## PROBLEM TO WORK ON
Write every line below out again exactly, images omitted.

## SOURCE RECORDS
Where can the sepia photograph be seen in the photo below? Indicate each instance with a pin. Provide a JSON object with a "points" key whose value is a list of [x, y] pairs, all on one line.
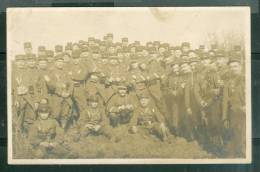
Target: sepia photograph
{"points": [[129, 85]]}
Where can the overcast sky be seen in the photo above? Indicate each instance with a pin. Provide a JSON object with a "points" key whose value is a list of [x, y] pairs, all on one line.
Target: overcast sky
{"points": [[51, 26]]}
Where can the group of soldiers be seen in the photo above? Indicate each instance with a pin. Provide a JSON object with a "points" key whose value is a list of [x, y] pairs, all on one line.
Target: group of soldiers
{"points": [[91, 87]]}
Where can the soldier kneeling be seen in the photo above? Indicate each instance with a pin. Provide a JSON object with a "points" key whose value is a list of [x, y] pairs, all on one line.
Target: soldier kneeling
{"points": [[92, 119], [45, 135], [148, 118]]}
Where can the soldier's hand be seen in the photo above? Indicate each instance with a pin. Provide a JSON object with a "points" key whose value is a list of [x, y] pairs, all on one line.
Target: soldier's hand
{"points": [[226, 124]]}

## SOLUTION TO THIS TASK
Where can the sepia photograph be seen in the photo below? Indicate each instance with a pin. Provide a JSON object with a "points" key whose value is a list of [x, y] pairs, all on one line.
Target: sepia photograph
{"points": [[129, 85]]}
Where can the overcast sky be seen in the photo above? Indicate each instance with a pin. Provide a JSON object with a "points" key whose value is a list of [x, y] pairs, all on one line.
Target: overcast sky
{"points": [[51, 26]]}
Where can the group of soldiers be seen in the photo above? Indicate each instance with a pin. Provide a JSON object with a "points" key whose value is a list of [x, y] pairs, all on one line.
Target: group of soldiers
{"points": [[91, 87]]}
Where can the soldier kneeling be seen in the photo above? Indicate each instance with a pin. Provide a JSON object with a "points" key whose value is a list of [x, y] pairs, all on one line.
Target: soldier kneeling
{"points": [[92, 119], [45, 135], [148, 118]]}
Where can the soldier's hand be seen in the photo above? Indicate each instance with a pin. Provide a JSON object with a "points" key whose value is a list of [x, y] pairs, all on one line.
Target: soldier's hand
{"points": [[226, 124]]}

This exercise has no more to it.